[What is expected] Set down exactly the lines of the listing below that begin at the one containing "Can you find the tactical" and end at the last line, both included.

[Data shown]
· · · · · · ·

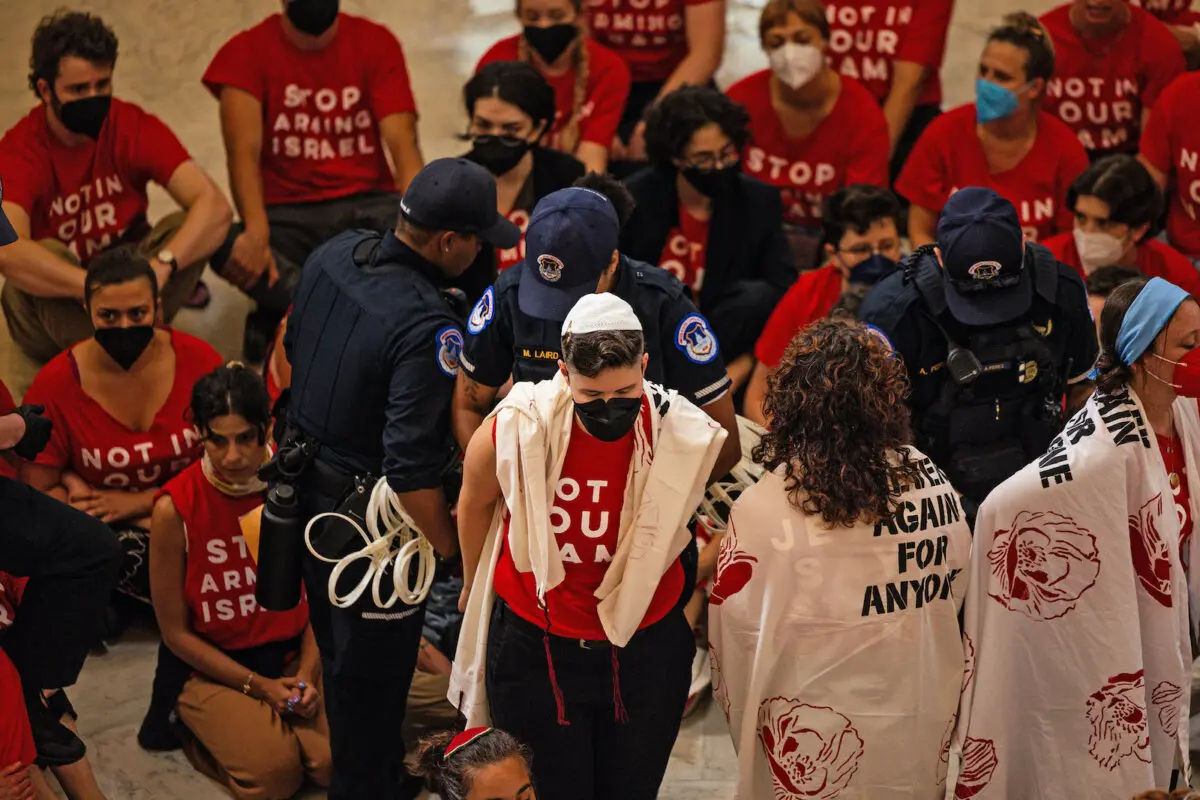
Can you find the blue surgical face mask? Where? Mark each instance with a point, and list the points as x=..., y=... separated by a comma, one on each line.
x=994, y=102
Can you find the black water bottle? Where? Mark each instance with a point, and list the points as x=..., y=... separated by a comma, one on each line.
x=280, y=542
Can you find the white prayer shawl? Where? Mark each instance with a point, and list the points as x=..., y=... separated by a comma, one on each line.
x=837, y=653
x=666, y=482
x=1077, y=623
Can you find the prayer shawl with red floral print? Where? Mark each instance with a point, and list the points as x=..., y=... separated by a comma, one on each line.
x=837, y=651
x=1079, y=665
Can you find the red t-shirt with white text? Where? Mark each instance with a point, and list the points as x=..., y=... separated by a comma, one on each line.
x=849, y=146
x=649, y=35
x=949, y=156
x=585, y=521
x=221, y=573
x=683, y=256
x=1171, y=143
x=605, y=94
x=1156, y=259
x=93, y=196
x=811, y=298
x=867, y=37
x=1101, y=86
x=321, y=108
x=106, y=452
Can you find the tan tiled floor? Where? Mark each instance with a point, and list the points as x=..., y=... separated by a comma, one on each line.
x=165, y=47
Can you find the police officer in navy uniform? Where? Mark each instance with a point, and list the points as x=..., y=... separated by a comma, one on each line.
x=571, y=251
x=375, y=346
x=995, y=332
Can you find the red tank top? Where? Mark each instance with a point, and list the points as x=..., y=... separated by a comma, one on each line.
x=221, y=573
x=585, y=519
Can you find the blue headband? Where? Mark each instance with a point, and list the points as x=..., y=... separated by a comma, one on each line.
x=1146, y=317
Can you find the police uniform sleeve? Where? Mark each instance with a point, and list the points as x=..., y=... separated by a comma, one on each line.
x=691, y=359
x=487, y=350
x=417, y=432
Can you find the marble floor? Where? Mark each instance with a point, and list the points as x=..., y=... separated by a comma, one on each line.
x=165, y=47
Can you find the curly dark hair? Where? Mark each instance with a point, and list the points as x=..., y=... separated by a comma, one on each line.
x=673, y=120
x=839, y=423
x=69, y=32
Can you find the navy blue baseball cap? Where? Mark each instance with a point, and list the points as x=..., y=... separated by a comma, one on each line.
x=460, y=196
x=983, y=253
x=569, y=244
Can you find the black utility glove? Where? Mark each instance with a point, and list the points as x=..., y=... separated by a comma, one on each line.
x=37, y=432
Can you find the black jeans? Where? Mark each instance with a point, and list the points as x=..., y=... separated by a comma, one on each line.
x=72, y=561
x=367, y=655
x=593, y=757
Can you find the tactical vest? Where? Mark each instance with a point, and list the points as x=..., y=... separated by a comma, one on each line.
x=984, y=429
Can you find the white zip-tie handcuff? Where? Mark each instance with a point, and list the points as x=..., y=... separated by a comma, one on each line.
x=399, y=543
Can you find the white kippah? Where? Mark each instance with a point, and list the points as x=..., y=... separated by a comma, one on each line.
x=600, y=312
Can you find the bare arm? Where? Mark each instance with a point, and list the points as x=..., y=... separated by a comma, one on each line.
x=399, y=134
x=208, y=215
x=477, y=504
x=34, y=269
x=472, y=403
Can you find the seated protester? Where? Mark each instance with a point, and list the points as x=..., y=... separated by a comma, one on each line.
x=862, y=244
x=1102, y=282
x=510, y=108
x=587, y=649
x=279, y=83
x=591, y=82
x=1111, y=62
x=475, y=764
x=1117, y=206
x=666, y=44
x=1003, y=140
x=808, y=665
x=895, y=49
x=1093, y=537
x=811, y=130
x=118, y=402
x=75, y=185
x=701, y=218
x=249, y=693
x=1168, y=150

· · · · · · ·

[Exercise response]
Can you find the tactical vest? Where? Mark each instance with a point, and list the points as x=..., y=... separated by a comma, one on each line.
x=984, y=429
Can you find the white zip-tie handcuff? Where? Mark each instance with a point, and list the points as x=..., y=... separated by a comma, one on each line.
x=399, y=543
Can you find the white kippah? Where? Mark each instance with a point, and list the points as x=..., y=... separated by a comma, one on each line.
x=600, y=312
Can you find the bare arm? Where? Mark each instance with a point, and list the points as x=..., y=... separated by a comma, one on each line.
x=399, y=134
x=208, y=215
x=477, y=504
x=34, y=269
x=472, y=403
Can you find the seated protester? Where? Mark each instance with a point, and list the points as x=..., y=... separated by a comma, one on each line.
x=862, y=244
x=1102, y=282
x=510, y=108
x=587, y=649
x=279, y=83
x=591, y=82
x=1111, y=62
x=475, y=764
x=1117, y=206
x=666, y=44
x=1003, y=140
x=808, y=665
x=895, y=49
x=1093, y=537
x=811, y=130
x=118, y=402
x=75, y=185
x=701, y=218
x=249, y=693
x=1168, y=150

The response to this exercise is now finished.